WHAT YOU NEED TO DO: Each line below should be restated exactly, with nothing dropped.

□ □ □ □ □

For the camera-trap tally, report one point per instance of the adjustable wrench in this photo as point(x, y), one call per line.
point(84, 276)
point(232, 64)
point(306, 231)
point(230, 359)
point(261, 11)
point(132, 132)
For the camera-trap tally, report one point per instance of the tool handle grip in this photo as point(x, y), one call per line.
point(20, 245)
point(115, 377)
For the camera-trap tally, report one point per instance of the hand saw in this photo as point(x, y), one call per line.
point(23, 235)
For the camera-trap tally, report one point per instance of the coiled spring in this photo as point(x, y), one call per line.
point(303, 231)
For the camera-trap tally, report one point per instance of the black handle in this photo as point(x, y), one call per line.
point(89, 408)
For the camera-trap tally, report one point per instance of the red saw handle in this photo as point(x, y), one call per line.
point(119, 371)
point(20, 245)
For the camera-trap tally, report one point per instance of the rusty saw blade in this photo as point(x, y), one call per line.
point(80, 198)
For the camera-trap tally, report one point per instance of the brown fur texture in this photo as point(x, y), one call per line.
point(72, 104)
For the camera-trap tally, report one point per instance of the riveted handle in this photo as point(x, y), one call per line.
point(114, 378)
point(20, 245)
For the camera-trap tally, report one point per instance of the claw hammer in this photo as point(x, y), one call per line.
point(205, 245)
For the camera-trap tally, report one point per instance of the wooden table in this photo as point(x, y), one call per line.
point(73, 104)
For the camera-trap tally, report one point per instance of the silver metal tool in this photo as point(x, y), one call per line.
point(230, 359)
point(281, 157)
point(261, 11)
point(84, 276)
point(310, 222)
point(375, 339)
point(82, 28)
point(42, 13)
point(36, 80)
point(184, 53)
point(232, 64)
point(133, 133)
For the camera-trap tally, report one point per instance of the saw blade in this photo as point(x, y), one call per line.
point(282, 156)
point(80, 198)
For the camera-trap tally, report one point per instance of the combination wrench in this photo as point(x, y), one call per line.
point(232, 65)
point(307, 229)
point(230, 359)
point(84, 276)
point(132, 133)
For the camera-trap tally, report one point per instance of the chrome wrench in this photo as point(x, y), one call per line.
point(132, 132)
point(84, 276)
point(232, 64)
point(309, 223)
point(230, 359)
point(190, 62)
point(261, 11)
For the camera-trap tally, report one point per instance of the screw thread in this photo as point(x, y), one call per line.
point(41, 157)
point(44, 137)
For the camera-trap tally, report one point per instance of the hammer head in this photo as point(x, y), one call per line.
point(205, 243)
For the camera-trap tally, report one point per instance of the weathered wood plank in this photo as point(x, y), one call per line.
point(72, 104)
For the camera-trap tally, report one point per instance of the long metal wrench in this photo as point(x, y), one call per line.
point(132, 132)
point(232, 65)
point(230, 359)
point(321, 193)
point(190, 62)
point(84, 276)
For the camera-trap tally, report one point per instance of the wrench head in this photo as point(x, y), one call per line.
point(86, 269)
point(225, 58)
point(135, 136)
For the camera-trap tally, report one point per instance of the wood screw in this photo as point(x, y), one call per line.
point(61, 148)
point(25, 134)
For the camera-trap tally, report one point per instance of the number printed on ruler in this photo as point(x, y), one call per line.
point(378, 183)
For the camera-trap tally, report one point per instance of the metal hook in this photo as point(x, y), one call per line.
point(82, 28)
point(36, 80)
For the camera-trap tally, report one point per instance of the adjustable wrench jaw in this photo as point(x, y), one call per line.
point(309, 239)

□ □ □ □ □

OUTPUT:
For the camera-trap tally, report one point per instance of the adjustable wrench in this photo as point(x, y), one call per line.
point(84, 276)
point(232, 64)
point(306, 231)
point(230, 359)
point(261, 11)
point(132, 132)
For the camera-trap tally, report one point per instance of the tool handle grip in this photo as point(x, y), one call per line.
point(20, 245)
point(115, 377)
For the camera-trap tally, report one point per instance of the hand saw in this photo as point(x, y), one call per line.
point(23, 235)
For the camera-trap tally, report one point per instance of the coiled spring in this photo as point(x, y), one call per line.
point(303, 231)
For the camera-trap tally, report one point per instance of the black handle in this photo as point(x, y), one call per line.
point(89, 408)
For the camera-trap tally, report one point per instance of the red saw handle in this photo as point(x, y), one call per line.
point(119, 371)
point(20, 245)
For the camera-trap tally, report one point per instance of the rusty saw blade in this photo as point(x, y), one call per line.
point(80, 198)
For the camera-trap tally, report one point per instance of the brown fur texture in this photo as point(x, y), one call per line.
point(72, 104)
For the camera-trap tally, report one point per instance of the riveted handle in this photo as point(x, y), one call per line.
point(114, 378)
point(20, 245)
For the camera-trap tally, report one point per instance of the claw hammer in this photo as point(x, y), one call per line.
point(205, 245)
For the camera-trap tally, report one point per instance of the wooden table in this photo as point(x, y), one call per line.
point(73, 104)
For the camera-trap tally, report one point per instance of the silver metal tool in this photo as point(x, y), one call per line.
point(230, 359)
point(281, 157)
point(261, 11)
point(84, 276)
point(310, 222)
point(375, 339)
point(82, 28)
point(42, 13)
point(36, 80)
point(184, 53)
point(232, 64)
point(133, 133)
For the camera-trap tally, report one point per instance of the saw blade in this photo as point(x, y), one call per line.
point(282, 156)
point(80, 198)
For the camera-trap tally, report one point per instance of the combination wrench in this photo as point(x, y), one call per line.
point(232, 65)
point(307, 229)
point(230, 359)
point(84, 276)
point(132, 133)
For the camera-trap tally, report one point per instance of the chrome wrench in this photo as point(x, y), one call per line.
point(132, 132)
point(84, 276)
point(232, 64)
point(309, 223)
point(230, 359)
point(190, 62)
point(261, 11)
For the camera-trap tally, report one point per instance of the screw thread in this photo as point(x, y), one call per line.
point(41, 157)
point(44, 137)
For the camera-trap tally, report one point per instance of the hammer head in this photo as point(x, y), one call per line.
point(205, 243)
For the camera-trap tally, report one point per instance of the weathered wood plank in this photo as point(x, y), one call per line.
point(72, 104)
For the camera-trap tally, report one point per instance of the long metal wrench in this photo as point(x, y), one call per line.
point(132, 132)
point(232, 65)
point(230, 359)
point(321, 193)
point(190, 62)
point(84, 276)
For the camera-trap tally, report one point per instance of the wrench head in this photo as point(x, y), one call per line.
point(86, 269)
point(225, 58)
point(135, 136)
For the camera-trap tally, report one point per instance of the wood screw in this photo as point(x, y), one call per line.
point(61, 148)
point(25, 134)
For the camera-trap tally, report one point per instance of the number printed on ruler in this photo as point(x, y), one call per line.
point(378, 183)
For the camera-trap tally, report one point per instance of the metal hook in this photo as point(x, y), one call per line.
point(82, 28)
point(36, 80)
For the camera-trap tally, report one point per instance of the adjustable wrench jaw in this photo as point(x, y), one call per line.
point(309, 239)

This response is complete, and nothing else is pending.